**To do:**
Extend the Hall of Fame speech about the seventh-grade basketball tryouts, picking up right after its final sentence.

*** Provided text ***

2007 HOF Speeches

I Am Soooooo Cool – Why You Shouldn’t Want To Be Like Me

I Am Soooooo Cool - Why You Shouldn't Want To Be Like MeWell, my story starts out in the late fall of 1978. I was in seventh grade and basketball tryouts were upon me. Everyone kept telling me not to worry about it because we didn’t have a seventh grade team and they only ever picked four seventh graders to play on the eighth grade team. My chances weren’t great, and I knew the competition would be tough. After a week of tryouts, however, I was in the final eight – a 50% chance of making the final cut. We had two more practices and then, the final cut – I made it – I was officially a part of the eighth grade basketball team. WHAT could possibly be any cooler than that?!

*** The data ***

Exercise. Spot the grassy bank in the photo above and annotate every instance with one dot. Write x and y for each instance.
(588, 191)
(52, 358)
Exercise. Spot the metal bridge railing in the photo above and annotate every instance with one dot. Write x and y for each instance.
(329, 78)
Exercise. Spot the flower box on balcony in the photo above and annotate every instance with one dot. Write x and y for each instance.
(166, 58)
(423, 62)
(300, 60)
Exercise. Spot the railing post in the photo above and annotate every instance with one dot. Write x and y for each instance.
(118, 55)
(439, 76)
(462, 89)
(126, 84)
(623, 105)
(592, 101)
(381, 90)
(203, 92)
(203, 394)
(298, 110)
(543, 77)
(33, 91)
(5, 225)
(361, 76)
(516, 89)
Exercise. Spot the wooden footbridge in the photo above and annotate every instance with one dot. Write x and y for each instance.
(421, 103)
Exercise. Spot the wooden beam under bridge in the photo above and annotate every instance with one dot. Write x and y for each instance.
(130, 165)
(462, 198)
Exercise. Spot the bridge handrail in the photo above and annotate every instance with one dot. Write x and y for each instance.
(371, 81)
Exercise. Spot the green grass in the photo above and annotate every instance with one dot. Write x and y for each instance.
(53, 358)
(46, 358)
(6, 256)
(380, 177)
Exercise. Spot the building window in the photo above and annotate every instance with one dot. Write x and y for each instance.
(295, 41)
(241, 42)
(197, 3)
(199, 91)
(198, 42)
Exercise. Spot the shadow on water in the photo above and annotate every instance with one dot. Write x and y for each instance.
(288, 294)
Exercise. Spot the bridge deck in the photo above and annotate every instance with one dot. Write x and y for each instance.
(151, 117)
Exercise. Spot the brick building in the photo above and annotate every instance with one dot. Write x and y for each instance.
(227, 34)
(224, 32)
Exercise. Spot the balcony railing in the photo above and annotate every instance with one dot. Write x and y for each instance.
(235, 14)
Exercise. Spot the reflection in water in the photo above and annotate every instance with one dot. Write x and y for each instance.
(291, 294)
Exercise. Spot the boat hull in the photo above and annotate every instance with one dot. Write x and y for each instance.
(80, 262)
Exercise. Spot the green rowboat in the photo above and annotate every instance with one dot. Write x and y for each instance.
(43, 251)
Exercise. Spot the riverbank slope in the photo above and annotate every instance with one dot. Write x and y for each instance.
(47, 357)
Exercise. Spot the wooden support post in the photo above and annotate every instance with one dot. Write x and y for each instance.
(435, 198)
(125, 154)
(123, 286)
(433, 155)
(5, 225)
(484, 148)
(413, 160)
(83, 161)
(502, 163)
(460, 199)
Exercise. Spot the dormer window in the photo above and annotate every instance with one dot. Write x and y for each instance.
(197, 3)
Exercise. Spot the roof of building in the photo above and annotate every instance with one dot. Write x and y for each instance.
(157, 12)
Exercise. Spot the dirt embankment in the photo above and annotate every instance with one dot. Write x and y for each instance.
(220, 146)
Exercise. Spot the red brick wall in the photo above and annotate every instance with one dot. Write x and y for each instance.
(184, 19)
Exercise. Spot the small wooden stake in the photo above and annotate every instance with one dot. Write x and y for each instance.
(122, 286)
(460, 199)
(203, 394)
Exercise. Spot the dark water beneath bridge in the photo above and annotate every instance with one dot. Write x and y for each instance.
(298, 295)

***
*** The data ***

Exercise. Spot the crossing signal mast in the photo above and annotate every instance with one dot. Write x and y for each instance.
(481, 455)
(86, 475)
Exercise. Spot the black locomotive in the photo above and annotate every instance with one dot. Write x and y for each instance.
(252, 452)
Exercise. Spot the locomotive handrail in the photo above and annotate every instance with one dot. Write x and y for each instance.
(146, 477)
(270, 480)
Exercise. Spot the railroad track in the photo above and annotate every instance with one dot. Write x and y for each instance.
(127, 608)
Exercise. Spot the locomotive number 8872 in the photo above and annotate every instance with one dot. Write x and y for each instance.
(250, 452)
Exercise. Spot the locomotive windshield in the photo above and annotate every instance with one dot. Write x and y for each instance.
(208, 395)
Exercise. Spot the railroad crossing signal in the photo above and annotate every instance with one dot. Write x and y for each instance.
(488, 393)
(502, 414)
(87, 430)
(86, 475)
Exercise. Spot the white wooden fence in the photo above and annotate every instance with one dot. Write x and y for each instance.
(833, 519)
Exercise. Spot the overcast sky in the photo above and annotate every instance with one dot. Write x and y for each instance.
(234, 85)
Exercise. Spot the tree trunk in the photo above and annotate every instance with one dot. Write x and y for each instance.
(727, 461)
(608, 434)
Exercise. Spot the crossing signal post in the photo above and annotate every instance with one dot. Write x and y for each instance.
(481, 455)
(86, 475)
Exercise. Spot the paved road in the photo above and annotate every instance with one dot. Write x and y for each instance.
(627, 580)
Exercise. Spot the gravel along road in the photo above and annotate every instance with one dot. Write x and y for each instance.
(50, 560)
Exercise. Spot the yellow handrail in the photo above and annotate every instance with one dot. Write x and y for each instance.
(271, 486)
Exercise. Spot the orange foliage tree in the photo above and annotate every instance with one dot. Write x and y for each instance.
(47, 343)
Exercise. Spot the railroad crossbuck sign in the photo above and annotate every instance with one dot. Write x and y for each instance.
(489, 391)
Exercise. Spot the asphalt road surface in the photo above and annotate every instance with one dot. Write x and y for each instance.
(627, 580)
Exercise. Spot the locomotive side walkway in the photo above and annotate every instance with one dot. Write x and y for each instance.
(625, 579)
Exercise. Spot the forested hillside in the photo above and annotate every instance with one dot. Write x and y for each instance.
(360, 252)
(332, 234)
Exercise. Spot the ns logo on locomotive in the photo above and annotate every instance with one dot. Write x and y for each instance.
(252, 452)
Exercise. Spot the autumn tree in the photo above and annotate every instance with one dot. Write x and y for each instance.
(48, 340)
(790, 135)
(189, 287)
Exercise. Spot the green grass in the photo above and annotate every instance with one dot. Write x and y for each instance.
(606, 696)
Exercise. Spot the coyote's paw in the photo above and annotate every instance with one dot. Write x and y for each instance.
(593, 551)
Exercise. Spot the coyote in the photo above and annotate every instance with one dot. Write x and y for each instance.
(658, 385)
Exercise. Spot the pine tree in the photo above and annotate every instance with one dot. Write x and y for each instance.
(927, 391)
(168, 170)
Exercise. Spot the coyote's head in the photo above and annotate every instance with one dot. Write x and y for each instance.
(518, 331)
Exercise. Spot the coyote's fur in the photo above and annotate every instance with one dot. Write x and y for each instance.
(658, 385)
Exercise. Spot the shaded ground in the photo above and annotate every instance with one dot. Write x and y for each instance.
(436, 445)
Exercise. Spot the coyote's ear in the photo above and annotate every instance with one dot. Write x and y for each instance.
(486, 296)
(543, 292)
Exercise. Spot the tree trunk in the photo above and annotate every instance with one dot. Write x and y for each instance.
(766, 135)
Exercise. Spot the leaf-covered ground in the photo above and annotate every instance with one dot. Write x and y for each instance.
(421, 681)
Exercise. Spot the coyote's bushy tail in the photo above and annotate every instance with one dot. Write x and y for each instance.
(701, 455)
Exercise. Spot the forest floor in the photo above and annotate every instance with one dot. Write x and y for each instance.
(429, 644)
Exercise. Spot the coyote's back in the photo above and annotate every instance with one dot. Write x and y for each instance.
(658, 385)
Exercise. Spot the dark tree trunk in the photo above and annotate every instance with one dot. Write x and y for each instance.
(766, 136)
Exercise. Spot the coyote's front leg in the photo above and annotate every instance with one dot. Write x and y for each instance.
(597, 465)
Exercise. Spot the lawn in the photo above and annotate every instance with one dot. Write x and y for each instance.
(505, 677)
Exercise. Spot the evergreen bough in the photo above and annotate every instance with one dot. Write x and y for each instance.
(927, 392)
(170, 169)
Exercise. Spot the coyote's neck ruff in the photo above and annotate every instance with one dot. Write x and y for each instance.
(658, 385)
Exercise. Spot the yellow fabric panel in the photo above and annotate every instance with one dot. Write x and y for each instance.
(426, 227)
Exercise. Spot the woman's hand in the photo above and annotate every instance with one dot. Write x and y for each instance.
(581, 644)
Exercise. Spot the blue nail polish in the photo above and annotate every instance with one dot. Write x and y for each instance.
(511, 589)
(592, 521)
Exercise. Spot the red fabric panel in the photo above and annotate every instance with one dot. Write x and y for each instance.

***
*** The data ***

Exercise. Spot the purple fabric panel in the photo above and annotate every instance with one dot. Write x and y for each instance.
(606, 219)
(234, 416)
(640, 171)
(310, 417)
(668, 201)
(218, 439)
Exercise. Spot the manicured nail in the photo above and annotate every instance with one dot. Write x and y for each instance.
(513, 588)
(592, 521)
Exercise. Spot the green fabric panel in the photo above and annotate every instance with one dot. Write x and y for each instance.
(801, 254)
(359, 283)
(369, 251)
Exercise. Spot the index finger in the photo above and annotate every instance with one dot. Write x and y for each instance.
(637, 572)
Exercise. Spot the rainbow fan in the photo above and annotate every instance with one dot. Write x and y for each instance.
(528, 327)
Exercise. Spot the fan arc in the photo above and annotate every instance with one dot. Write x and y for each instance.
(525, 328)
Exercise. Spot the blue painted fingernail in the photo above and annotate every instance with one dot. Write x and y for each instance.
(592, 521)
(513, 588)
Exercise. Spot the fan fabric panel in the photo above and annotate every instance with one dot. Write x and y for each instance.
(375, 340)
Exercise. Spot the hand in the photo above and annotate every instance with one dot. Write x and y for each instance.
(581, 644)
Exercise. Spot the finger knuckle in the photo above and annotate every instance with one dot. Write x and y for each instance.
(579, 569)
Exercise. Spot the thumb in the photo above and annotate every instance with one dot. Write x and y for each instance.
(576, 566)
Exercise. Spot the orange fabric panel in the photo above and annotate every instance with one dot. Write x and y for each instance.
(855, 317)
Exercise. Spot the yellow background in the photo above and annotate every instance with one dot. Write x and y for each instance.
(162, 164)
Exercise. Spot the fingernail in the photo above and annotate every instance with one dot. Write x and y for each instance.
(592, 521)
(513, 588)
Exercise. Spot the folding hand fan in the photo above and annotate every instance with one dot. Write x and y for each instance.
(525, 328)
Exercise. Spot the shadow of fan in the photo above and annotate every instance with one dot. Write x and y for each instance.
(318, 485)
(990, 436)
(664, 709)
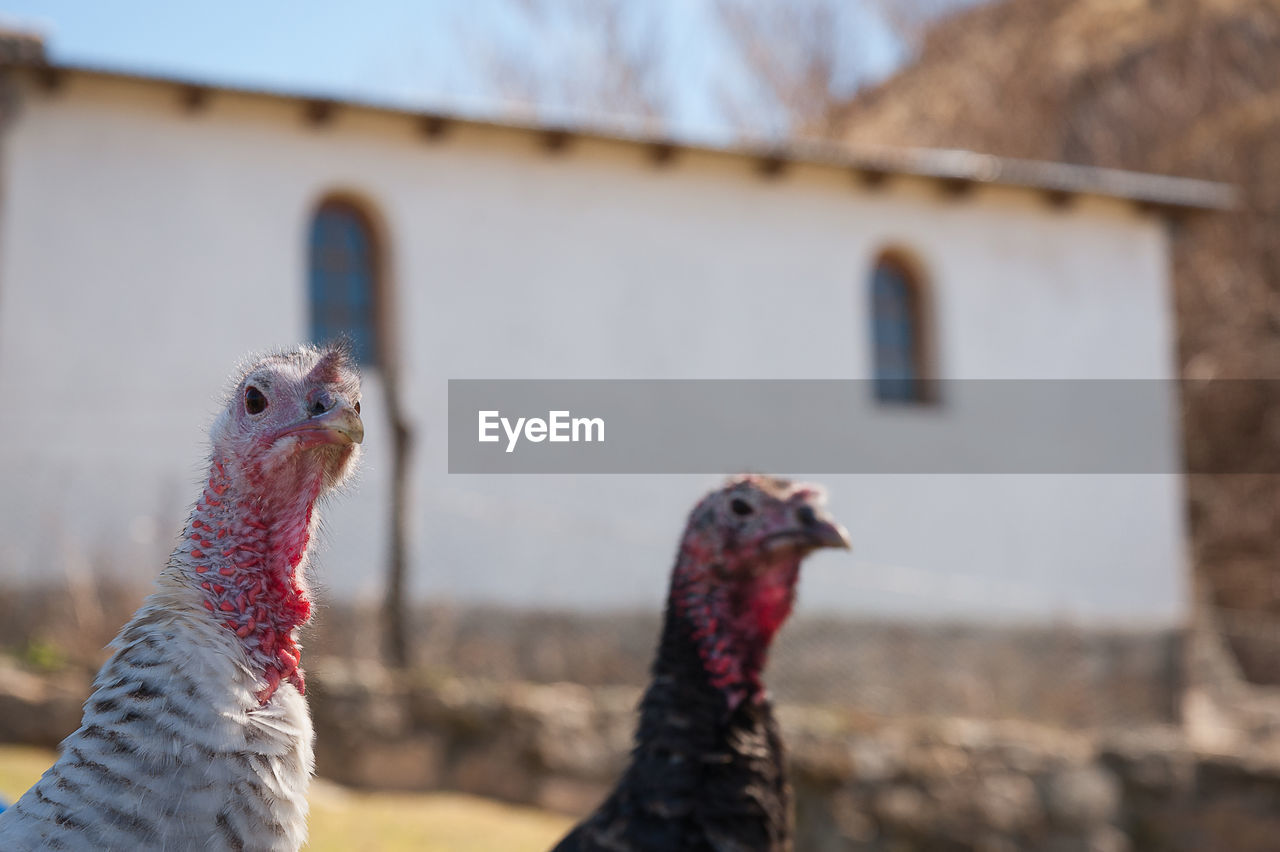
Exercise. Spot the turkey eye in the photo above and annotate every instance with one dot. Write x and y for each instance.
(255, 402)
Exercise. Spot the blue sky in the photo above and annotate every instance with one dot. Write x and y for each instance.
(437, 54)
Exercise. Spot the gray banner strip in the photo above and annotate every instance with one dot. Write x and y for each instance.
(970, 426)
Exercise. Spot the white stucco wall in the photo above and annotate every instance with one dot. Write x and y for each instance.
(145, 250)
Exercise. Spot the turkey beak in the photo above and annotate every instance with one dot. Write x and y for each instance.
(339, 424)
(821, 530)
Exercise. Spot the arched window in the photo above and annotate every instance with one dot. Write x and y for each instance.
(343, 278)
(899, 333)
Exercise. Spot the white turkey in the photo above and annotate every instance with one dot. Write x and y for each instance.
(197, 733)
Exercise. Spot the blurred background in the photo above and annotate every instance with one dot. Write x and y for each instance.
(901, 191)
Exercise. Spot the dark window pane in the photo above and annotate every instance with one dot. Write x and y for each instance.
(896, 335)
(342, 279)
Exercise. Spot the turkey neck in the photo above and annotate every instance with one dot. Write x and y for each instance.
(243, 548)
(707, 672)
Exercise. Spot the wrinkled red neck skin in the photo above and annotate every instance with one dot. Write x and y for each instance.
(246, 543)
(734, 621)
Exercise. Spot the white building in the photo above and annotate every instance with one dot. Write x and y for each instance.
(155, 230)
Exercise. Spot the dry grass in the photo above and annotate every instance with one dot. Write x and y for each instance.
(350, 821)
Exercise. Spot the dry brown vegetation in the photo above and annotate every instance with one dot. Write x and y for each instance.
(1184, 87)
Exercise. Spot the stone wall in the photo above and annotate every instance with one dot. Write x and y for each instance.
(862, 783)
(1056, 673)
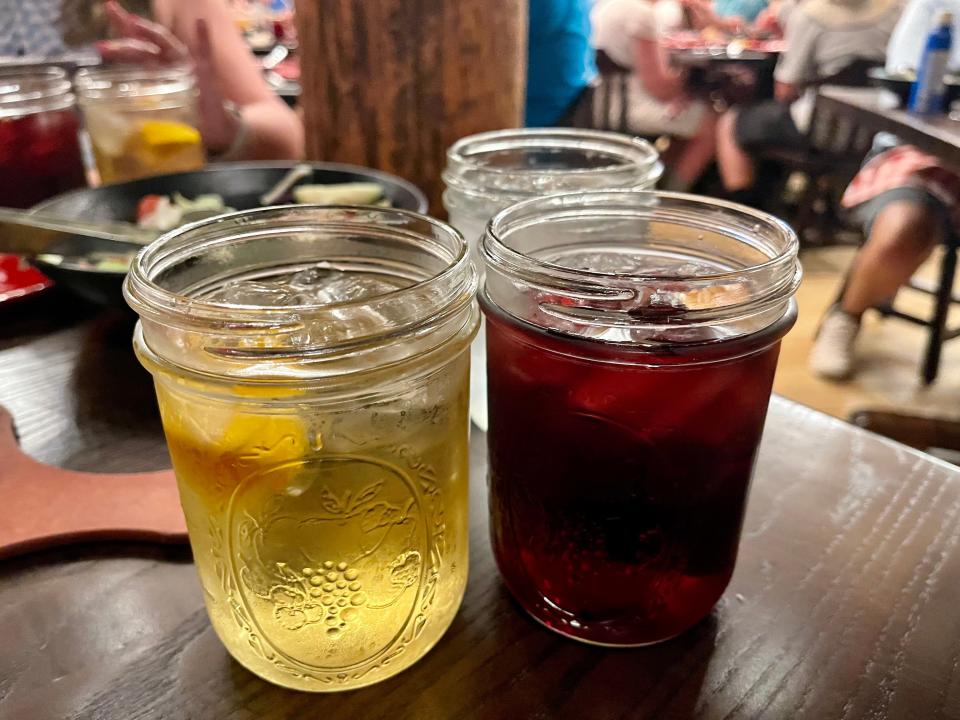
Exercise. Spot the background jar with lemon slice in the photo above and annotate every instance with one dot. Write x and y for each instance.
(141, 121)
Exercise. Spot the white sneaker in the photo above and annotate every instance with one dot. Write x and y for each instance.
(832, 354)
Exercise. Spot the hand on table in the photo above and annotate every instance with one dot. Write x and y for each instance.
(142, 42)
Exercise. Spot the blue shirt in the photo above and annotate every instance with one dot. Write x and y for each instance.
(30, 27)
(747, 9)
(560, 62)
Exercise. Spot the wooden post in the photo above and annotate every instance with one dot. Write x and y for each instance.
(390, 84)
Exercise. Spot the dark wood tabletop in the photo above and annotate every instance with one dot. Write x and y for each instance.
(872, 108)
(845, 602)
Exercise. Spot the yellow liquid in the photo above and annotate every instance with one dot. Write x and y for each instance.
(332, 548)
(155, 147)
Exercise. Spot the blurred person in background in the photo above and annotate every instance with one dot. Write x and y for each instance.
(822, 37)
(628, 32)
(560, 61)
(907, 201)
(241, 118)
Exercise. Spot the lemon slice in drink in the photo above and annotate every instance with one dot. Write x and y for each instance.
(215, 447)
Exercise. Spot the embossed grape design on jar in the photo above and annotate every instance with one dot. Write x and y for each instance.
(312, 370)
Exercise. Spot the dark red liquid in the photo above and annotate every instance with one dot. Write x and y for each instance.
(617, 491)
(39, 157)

***

**Output for this task:**
A few weeks later, I found myself on a bus heading for my first away game. I was still trying to fit in on the team, but it wasn’t easy – our junior high team was comprised solely of freshman and our eighth grade team had mostly eighth graders. There were about 25 guys on that bus – and, as one of the four seventh graders, I had no status whatsoever. I actually got into the game that afternoon and scored the first points of my career from the foul line. My performance in the game, however, paled in comparison to the huge step I took that evening on the bus ride home. As the bus made its way back to our school, our trainer, a freshman who I knew from my church, offered me his little round can. I knew I had made it – I knew that by taking just a little pinch of that snuff, I would transform into ‘one of them’ and could start my life on the “cool” side of the street! I was just 12 years old, but I was already well on my way to being a man!

Everyone chews back in that small western Pennsylvanian town – they say it’s because of the coal mines – the miners use snuff to keep the coal dirt out of their mouths. I don’t know about that – the mines were almost all closed before my big day in 1978 – and even today, in 2007, many kids still run around with tobacco in their mouths.

So, this is how I BECAME cool – I’d now like to detail some of the many ways in which I reaffirmed my coolness over the years…

• Carrying a 35mm film container around in my pocket so that I could spit during class – wickedly cool!

• Always carrying the can in the right rear pocket of my blue jeans so as to develop that totally cool snuff can ring which was all the rage in the 70’s and early 80’s.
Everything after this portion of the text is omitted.